*** Record set Section Begins ***

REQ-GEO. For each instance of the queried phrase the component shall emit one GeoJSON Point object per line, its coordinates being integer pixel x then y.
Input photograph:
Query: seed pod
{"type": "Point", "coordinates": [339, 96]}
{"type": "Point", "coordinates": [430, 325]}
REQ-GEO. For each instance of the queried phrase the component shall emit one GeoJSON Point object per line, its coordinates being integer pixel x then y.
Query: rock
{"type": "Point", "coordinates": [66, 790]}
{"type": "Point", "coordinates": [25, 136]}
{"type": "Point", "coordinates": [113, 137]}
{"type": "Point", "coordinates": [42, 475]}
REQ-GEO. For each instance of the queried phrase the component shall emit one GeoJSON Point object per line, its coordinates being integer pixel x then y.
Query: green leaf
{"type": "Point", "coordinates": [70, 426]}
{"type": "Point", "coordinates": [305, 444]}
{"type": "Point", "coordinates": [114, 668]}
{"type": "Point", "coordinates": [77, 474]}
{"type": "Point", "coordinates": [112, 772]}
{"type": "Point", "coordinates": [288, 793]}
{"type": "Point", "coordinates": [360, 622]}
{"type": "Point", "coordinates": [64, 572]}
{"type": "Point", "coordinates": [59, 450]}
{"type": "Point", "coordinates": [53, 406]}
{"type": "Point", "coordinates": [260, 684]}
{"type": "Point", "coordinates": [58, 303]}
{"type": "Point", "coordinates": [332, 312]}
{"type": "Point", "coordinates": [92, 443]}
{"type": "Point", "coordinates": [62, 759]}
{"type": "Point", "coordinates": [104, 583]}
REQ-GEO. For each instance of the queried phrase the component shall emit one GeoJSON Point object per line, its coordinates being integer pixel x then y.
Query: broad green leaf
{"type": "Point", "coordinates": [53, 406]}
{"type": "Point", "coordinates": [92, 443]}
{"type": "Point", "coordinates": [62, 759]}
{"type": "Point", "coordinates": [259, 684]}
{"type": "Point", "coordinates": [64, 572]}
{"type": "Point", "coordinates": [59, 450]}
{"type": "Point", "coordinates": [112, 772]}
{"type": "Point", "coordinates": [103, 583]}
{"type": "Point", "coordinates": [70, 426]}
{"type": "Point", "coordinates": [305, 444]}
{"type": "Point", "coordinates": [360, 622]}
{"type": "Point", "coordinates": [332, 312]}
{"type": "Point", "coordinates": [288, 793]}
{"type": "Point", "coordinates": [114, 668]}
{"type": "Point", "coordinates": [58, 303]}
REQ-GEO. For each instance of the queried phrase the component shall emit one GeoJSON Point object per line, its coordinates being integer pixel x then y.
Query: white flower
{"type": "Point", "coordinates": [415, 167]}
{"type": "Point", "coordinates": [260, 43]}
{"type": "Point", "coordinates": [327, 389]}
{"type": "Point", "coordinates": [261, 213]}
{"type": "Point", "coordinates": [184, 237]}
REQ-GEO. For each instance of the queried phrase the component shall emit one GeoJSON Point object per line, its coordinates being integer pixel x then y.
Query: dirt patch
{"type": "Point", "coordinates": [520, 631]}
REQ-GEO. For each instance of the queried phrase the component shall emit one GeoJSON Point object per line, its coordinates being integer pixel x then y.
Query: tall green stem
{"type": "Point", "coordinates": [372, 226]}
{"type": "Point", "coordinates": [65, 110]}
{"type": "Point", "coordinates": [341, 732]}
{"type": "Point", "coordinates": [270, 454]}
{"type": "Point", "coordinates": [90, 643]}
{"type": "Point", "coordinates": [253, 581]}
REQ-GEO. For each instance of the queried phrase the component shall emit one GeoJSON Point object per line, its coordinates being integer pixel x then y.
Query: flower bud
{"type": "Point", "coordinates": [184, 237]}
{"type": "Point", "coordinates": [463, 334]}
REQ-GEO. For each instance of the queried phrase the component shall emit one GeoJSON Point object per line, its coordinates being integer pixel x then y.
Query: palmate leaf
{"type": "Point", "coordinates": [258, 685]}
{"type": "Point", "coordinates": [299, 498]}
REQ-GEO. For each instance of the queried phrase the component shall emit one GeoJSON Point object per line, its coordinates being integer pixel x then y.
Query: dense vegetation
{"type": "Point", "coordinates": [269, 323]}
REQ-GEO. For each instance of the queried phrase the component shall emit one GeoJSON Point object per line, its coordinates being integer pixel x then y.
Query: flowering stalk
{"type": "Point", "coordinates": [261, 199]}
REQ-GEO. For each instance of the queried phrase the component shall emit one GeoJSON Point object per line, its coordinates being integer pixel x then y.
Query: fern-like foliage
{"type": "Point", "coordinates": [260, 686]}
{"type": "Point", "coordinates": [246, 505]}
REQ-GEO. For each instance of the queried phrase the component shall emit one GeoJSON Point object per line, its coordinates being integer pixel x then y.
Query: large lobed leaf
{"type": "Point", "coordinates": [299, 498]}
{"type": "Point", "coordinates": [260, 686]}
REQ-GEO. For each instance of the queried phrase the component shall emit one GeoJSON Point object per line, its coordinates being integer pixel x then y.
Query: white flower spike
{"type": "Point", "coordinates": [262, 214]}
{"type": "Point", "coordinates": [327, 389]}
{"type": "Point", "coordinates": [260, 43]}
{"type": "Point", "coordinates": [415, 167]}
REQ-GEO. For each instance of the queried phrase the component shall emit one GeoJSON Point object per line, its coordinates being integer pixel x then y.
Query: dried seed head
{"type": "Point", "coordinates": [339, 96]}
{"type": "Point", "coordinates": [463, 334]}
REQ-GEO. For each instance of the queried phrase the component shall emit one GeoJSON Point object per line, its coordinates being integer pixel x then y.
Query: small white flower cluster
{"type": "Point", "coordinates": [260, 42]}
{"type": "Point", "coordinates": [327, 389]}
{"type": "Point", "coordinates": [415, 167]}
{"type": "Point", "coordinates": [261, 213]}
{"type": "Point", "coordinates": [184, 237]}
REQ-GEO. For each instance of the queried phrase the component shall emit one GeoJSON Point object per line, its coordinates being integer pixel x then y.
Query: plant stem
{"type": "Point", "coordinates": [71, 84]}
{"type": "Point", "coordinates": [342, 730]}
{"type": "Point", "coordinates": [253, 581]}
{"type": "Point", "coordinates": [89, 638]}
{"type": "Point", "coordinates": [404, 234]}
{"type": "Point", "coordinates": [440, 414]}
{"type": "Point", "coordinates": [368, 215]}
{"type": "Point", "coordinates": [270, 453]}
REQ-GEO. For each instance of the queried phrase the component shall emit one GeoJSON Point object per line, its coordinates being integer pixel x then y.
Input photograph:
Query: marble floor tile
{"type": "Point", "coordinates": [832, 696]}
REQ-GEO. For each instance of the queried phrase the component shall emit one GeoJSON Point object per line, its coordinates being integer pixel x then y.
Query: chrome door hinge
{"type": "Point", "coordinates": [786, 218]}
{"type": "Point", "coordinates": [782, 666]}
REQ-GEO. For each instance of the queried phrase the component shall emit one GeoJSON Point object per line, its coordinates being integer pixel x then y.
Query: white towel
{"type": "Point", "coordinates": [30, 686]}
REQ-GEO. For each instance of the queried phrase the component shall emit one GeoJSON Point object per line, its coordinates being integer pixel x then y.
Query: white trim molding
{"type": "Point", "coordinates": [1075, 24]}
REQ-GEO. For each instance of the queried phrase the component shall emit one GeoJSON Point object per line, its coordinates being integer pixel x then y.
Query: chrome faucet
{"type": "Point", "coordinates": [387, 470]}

*** Record set Section Ends ***

Problem to work on |
Copy out the entire listing again, word for word.

Result of this task |
REQ-GEO. For each instance of the queried phrase the component shall emit one GeoJSON Point object per line, its coordinates being integer pixel x then y.
Input photograph:
Query: seed pod
{"type": "Point", "coordinates": [339, 96]}
{"type": "Point", "coordinates": [430, 325]}
REQ-GEO. For each instance of the queried phrase the component shall emit one GeoJSON Point object per line, its coordinates being integer pixel x then y.
Query: rock
{"type": "Point", "coordinates": [66, 790]}
{"type": "Point", "coordinates": [25, 136]}
{"type": "Point", "coordinates": [113, 137]}
{"type": "Point", "coordinates": [42, 475]}
REQ-GEO. For each instance of the queried phrase the component shall emit one GeoJSON Point object per line, its coordinates being integer pixel x then y.
Query: green leaf
{"type": "Point", "coordinates": [70, 426]}
{"type": "Point", "coordinates": [305, 444]}
{"type": "Point", "coordinates": [114, 668]}
{"type": "Point", "coordinates": [77, 474]}
{"type": "Point", "coordinates": [112, 772]}
{"type": "Point", "coordinates": [288, 793]}
{"type": "Point", "coordinates": [360, 622]}
{"type": "Point", "coordinates": [64, 572]}
{"type": "Point", "coordinates": [59, 450]}
{"type": "Point", "coordinates": [53, 406]}
{"type": "Point", "coordinates": [260, 684]}
{"type": "Point", "coordinates": [58, 303]}
{"type": "Point", "coordinates": [332, 312]}
{"type": "Point", "coordinates": [92, 443]}
{"type": "Point", "coordinates": [62, 759]}
{"type": "Point", "coordinates": [104, 583]}
REQ-GEO. For each instance of the queried phrase the component shall emit one GeoJSON Point object per line, its coordinates being integer pixel x then y.
Query: broad green leaf
{"type": "Point", "coordinates": [53, 406]}
{"type": "Point", "coordinates": [92, 443]}
{"type": "Point", "coordinates": [62, 759]}
{"type": "Point", "coordinates": [259, 684]}
{"type": "Point", "coordinates": [64, 572]}
{"type": "Point", "coordinates": [59, 450]}
{"type": "Point", "coordinates": [112, 772]}
{"type": "Point", "coordinates": [103, 583]}
{"type": "Point", "coordinates": [70, 426]}
{"type": "Point", "coordinates": [305, 444]}
{"type": "Point", "coordinates": [360, 622]}
{"type": "Point", "coordinates": [332, 312]}
{"type": "Point", "coordinates": [288, 793]}
{"type": "Point", "coordinates": [114, 668]}
{"type": "Point", "coordinates": [58, 303]}
REQ-GEO. For each instance of the queried phrase the component shall emit one GeoJSON Point object per line, its coordinates being integer pixel x then y.
Query: white flower
{"type": "Point", "coordinates": [415, 167]}
{"type": "Point", "coordinates": [260, 43]}
{"type": "Point", "coordinates": [327, 389]}
{"type": "Point", "coordinates": [261, 213]}
{"type": "Point", "coordinates": [184, 237]}
REQ-GEO. For each instance of the queried phrase the component shall emit one GeoJSON Point object per line, its coordinates being integer pixel x then y.
Query: dirt patch
{"type": "Point", "coordinates": [520, 631]}
REQ-GEO. For each instance of the queried phrase the component shall emit one GeoJSON Point object per line, its coordinates being integer pixel x then y.
Query: tall green stem
{"type": "Point", "coordinates": [372, 226]}
{"type": "Point", "coordinates": [65, 110]}
{"type": "Point", "coordinates": [341, 732]}
{"type": "Point", "coordinates": [270, 454]}
{"type": "Point", "coordinates": [90, 643]}
{"type": "Point", "coordinates": [253, 581]}
REQ-GEO. For each instance of the queried phrase the component shall emit one GeoJSON Point object per line, its coordinates being integer pixel x then y.
Query: flower bud
{"type": "Point", "coordinates": [184, 237]}
{"type": "Point", "coordinates": [463, 334]}
REQ-GEO. For each instance of the queried phrase the component shall emit one GeoJSON Point object per line, its coordinates being integer pixel x then y.
Query: palmate leaf
{"type": "Point", "coordinates": [258, 685]}
{"type": "Point", "coordinates": [299, 498]}
REQ-GEO. For each instance of the queried phrase the component shall emit one GeoJSON Point object per line, its coordinates being integer pixel x then y.
Query: dense vegetation
{"type": "Point", "coordinates": [269, 323]}
REQ-GEO. For each instance of the queried phrase the component shall emit one GeoJSON Point object per line, its coordinates being integer pixel x then y.
Query: flowering stalk
{"type": "Point", "coordinates": [261, 199]}
REQ-GEO. For each instance of the queried phrase the component shall emit one GeoJSON Point object per line, its coordinates being integer pixel x then y.
Query: fern-like foliage
{"type": "Point", "coordinates": [260, 686]}
{"type": "Point", "coordinates": [246, 505]}
REQ-GEO. For each instance of the queried phrase the component shall emit one GeoJSON Point object per line, its coordinates being integer pixel x then y.
Query: large lobed leaf
{"type": "Point", "coordinates": [299, 498]}
{"type": "Point", "coordinates": [260, 686]}
REQ-GEO. For each instance of the queried phrase the component shall emit one GeoJSON Point object per line, its coordinates being integer pixel x then y.
Query: white flower spike
{"type": "Point", "coordinates": [262, 214]}
{"type": "Point", "coordinates": [327, 389]}
{"type": "Point", "coordinates": [260, 43]}
{"type": "Point", "coordinates": [415, 167]}
REQ-GEO. For each instance of the queried phrase the component shall emit one GeoJSON Point object per line, its coordinates being integer pixel x then y.
Query: dried seed head
{"type": "Point", "coordinates": [339, 96]}
{"type": "Point", "coordinates": [463, 334]}
REQ-GEO. For each instance of the queried phrase the component shall emit one GeoJSON Point object per line, its coordinates being integer pixel x then y.
Query: small white flower cluster
{"type": "Point", "coordinates": [260, 42]}
{"type": "Point", "coordinates": [327, 389]}
{"type": "Point", "coordinates": [415, 167]}
{"type": "Point", "coordinates": [261, 213]}
{"type": "Point", "coordinates": [184, 237]}
REQ-GEO. For each instance of the queried phrase the component shall emit one GeoJSON Point object per line, its coordinates being integer pixel x then y.
Query: plant stem
{"type": "Point", "coordinates": [71, 84]}
{"type": "Point", "coordinates": [342, 730]}
{"type": "Point", "coordinates": [253, 581]}
{"type": "Point", "coordinates": [89, 638]}
{"type": "Point", "coordinates": [404, 234]}
{"type": "Point", "coordinates": [440, 414]}
{"type": "Point", "coordinates": [368, 215]}
{"type": "Point", "coordinates": [270, 453]}
REQ-GEO. For each instance of the queried phrase the component shall emit one GeoJSON Point object per line, its coordinates being integer pixel x then y.
Input photograph:
Query: marble floor tile
{"type": "Point", "coordinates": [832, 696]}
REQ-GEO. For each instance of the queried phrase the component shall emit one GeoJSON Point object per line, its coordinates being integer pixel x then y.
Query: chrome door hinge
{"type": "Point", "coordinates": [786, 218]}
{"type": "Point", "coordinates": [782, 666]}
REQ-GEO. For each instance of the queried phrase the component shall emit one GeoJSON Point object per line, its coordinates being integer pixel x then y.
Query: white towel
{"type": "Point", "coordinates": [30, 686]}
REQ-GEO. For each instance of the queried phrase the component shall emit one GeoJSON Point object per line, its coordinates being integer pixel x then y.
Query: white trim molding
{"type": "Point", "coordinates": [1075, 24]}
REQ-GEO. For each instance of the queried phrase the component shall emit one GeoJSON Point object per line, its coordinates being integer pixel x then y.
Query: chrome faucet
{"type": "Point", "coordinates": [387, 470]}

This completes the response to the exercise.